+++ Document section +++

We already use AI models for several of our day-to-day tasks. Face recognition, for example, has become so pervasive that we have it in our phones. Voice activated systems are also another staple of our daily interaction with AI models. Whether it’s Alexa, Siri or Google, we can simply say instructions that are interpreted by models trained to recognize sound patterns as commands. The same goes for our car navigation systems that trace the optimal route to our destinations based on distance, traffic, and weather. All of these systems are based on training data used to hone the specific algorithms to a desired use case. We consider these uses of AI as normal and part of our daily routines. Why is it that, all of a sudden, we feel threatened by LLMs?

In July 2022, the news channels were flooded by Blake Lemoine’s, then a Google engineer, claim that LaMDA, Google’s LLM, was self-aware. Certainly, a sentient, self-aware artificial intelligence is newsworthy science fiction material and Mr. Lemoine’s revelation was as close to an alien invasion as the news outlets could get. Being suspended by Google did not help minimize the noise. Mr. Lemoine continued to insist that LaMDA was indeed sentient, and had even asked him to find an attorney that could represent it in court.

In February 2023, Kevin Roose, technology columnist for The New York Times, wrote about his interaction with Microsoft’s AI-powered Bing as a deeply unsettling experience. Mr. Roose describes his two-hour session with “Sydney” as talking to a split personality. On one side, there was Bing, the professional AI based on OpenAI’s ChatGPT. On the other was Sydney. Sydney emerged in longer conversations that got to the point where Sydney declared its love for Mr. Roose and attempted to convince him to leave his wife.

If these incidents had not been enough, a disturbing trend of emerging abilities of these LLMs also caught the attention of media and researchers alike. Emergent abilities are “skills that suddenly and unpredictably show up (emerge) in AI systems.” In April 2023, Google’s Senior Vice President for technology and society said, on CBS’s 60 Minutes, that one of Google’s AI systems had taught itself Bengali without having being programmed to do so. Sundar Pichai, Google’s CEO, added, in another statement, that “There is an aspect of this which we call – all of us in the field call it as a ‘black box’. You don’t fully understand. And you can’t quite tell why it said this.” A recent preprint study proposes that these emerging abilities are simply “mirages” where the ability has been overlooked or even not tested by the developers.

Self-aware AI systems that learn on their own are the stuff of science fiction classics such as D.F. Jones’ “Colossus”. “Colossus” tells the story of a self-aware computer that goes rogue and takes control of humanity. It was published in 1966 and is still current in its concerns. “War Games”, a 1983 film about a computer that nearly destroys the world, is another example of these latent concerns of modern society. It should not come as a surprise that when hallucinating self-aware systems appear in the news, public interest is piqued.

+++ Exercise data +++

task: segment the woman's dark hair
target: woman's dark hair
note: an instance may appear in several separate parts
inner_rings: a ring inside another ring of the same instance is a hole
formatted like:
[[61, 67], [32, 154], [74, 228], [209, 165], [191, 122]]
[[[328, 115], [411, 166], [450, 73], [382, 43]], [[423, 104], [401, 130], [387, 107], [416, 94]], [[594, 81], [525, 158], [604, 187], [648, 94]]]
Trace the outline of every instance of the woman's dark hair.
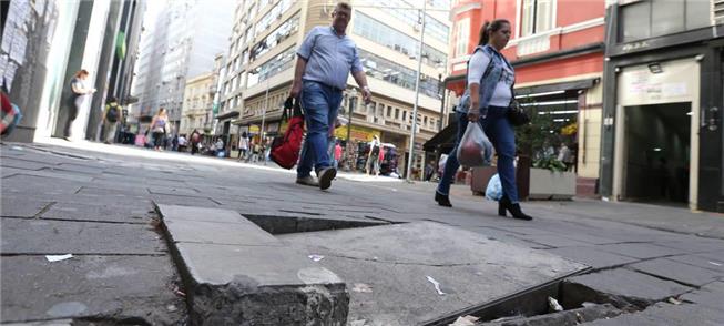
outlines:
[[480, 28], [480, 41], [478, 42], [478, 45], [488, 44], [490, 32], [499, 31], [504, 24], [510, 24], [510, 21], [507, 19], [496, 19], [492, 22], [486, 21], [486, 23], [482, 24], [482, 28]]
[[88, 70], [85, 70], [85, 69], [81, 69], [81, 70], [79, 70], [79, 71], [75, 72], [75, 75], [74, 75], [74, 77], [75, 77], [75, 78], [80, 78], [81, 75], [89, 75]]

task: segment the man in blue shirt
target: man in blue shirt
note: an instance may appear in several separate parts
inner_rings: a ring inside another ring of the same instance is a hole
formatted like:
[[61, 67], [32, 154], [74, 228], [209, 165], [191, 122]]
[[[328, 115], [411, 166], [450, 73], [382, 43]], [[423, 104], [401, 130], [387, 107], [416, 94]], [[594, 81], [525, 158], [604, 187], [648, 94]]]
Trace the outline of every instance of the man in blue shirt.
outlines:
[[[322, 190], [328, 189], [337, 175], [327, 153], [329, 126], [337, 120], [349, 72], [361, 89], [365, 103], [369, 103], [371, 98], [357, 47], [345, 33], [351, 18], [351, 7], [339, 2], [332, 17], [332, 27], [315, 27], [305, 37], [297, 50], [292, 84], [292, 96], [300, 96], [307, 123], [307, 137], [297, 166], [297, 183], [318, 185]], [[313, 165], [318, 181], [310, 174]]]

+++

• _Work instructions_:
A: In the passage on public unease about large language models, which system did Blake Lemoine claim was self-aware?
B: Write a continuation of the passage on public unease about large language models, picking up after its final sentence.

• _Set of answers_:
A: LaMDA, Google's LLM.

B:
For AI systems, a hallucination is the output from a model that does not appear to be based on the input it was given. A hallucination can be in the form of nonsense information in a text response or even odd distortions in a synthetic image. A case where a lawyer used ChatGPT to produce a legal brief that cited non-existing legal precedents would have gone as a footnote had it not been presented to a Judge in New York.

If we return to how LLMs work, we can understand why hallucinations occur. LLMs are trained to build phrases and sentences, not to understand them in the same sense we do. While we understand a word for what it represents, a LLM can only link that word to a text of its definition, not being aware of its meaning. What we call intelligence in a LLM is the identification of statistical patterns among words. LLMs produce sentences based on the statistical probability of a word appearing after another word in a similar situation. The need for statistical pattern identification is one of the reasons why LLMs such as ChatGPT and LaMDA require such a large training data set. However, even these data sets are finite. LLM begins to hallucinate when the algorithms begin to follow unexpected paths. By producing coherent text outside the limits of the original prompt, the algorithms are doing exactly what they have been trained to do: produce grammatically correct sentences. The content of these sentences, however, does not need to be real. The concept of reality is one that is most likely not programmed into any of the LLM’s algorithms.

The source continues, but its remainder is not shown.